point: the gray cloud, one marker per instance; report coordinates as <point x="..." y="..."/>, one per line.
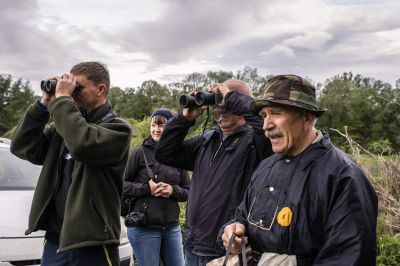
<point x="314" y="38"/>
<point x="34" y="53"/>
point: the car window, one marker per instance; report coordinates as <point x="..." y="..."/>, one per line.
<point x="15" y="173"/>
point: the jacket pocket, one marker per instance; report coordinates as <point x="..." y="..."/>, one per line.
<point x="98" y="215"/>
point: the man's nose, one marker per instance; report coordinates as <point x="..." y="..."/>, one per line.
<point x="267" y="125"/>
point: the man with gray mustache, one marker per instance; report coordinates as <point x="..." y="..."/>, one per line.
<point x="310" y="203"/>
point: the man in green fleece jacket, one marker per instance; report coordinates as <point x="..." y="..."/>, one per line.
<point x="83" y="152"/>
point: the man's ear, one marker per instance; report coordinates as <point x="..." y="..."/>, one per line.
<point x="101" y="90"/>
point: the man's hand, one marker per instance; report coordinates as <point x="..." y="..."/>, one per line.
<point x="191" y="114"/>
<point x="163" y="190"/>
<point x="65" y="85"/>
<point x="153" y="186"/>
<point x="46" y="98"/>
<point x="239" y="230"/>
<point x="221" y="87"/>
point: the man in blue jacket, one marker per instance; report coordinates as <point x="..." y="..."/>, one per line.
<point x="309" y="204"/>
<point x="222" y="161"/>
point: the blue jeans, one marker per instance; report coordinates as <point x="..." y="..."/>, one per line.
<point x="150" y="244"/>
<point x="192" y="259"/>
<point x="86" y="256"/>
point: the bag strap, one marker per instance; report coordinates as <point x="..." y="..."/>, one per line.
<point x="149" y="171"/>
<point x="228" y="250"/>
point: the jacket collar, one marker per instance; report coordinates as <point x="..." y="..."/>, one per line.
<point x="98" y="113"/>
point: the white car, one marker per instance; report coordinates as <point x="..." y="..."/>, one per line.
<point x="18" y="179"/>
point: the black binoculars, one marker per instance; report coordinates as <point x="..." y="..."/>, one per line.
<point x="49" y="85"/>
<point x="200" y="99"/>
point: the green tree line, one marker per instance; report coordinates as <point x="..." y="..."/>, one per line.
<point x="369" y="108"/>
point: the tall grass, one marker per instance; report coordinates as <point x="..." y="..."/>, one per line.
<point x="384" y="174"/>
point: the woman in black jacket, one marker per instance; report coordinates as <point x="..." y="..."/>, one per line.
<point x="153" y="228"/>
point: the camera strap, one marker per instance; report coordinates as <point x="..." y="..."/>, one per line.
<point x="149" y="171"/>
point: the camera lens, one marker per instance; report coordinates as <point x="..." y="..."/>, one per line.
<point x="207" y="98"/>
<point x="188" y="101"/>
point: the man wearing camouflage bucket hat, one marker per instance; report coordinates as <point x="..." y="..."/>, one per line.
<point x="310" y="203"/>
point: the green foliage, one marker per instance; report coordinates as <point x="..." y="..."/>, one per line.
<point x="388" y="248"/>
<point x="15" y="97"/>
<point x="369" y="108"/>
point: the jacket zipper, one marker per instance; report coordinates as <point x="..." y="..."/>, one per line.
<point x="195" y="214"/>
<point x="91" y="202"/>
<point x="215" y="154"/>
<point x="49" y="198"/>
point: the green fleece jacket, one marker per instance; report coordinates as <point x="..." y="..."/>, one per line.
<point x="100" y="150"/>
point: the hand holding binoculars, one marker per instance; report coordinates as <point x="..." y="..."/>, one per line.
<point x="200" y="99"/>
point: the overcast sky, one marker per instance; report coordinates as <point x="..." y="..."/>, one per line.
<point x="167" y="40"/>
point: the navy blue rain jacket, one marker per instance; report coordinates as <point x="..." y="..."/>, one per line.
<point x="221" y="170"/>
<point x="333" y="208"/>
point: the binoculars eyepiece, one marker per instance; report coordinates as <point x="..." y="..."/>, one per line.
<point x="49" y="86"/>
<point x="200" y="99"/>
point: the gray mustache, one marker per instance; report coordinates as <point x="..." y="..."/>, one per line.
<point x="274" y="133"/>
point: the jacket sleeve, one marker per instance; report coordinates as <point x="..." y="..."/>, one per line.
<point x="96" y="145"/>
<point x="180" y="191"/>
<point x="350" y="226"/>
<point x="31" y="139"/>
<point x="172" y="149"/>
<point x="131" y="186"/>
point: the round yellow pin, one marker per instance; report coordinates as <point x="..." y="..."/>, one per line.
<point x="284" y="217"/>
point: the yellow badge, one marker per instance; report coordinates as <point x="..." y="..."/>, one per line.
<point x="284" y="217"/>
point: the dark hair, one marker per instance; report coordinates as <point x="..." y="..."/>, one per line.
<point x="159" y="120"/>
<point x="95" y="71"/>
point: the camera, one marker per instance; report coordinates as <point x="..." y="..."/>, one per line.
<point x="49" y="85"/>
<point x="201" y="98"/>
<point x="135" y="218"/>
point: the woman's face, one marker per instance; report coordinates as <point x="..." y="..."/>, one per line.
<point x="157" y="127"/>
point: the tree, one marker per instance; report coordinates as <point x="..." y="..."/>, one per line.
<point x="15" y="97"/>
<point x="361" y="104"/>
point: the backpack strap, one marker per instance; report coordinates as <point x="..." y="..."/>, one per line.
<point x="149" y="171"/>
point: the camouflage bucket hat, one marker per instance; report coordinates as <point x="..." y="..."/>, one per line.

────────────────

### EXERCISE
Return, word for word, every line of the items from the line containing "point: the backpack" through the end of the items, including both ends.

### TASK RESULT
point: the backpack strap, one marker per instance; report coordinates as <point x="..." y="..."/>, one per line.
<point x="149" y="171"/>
point: the camouflage bucket hat, one marker per instance; report coordinates as <point x="..." y="..."/>, one per line.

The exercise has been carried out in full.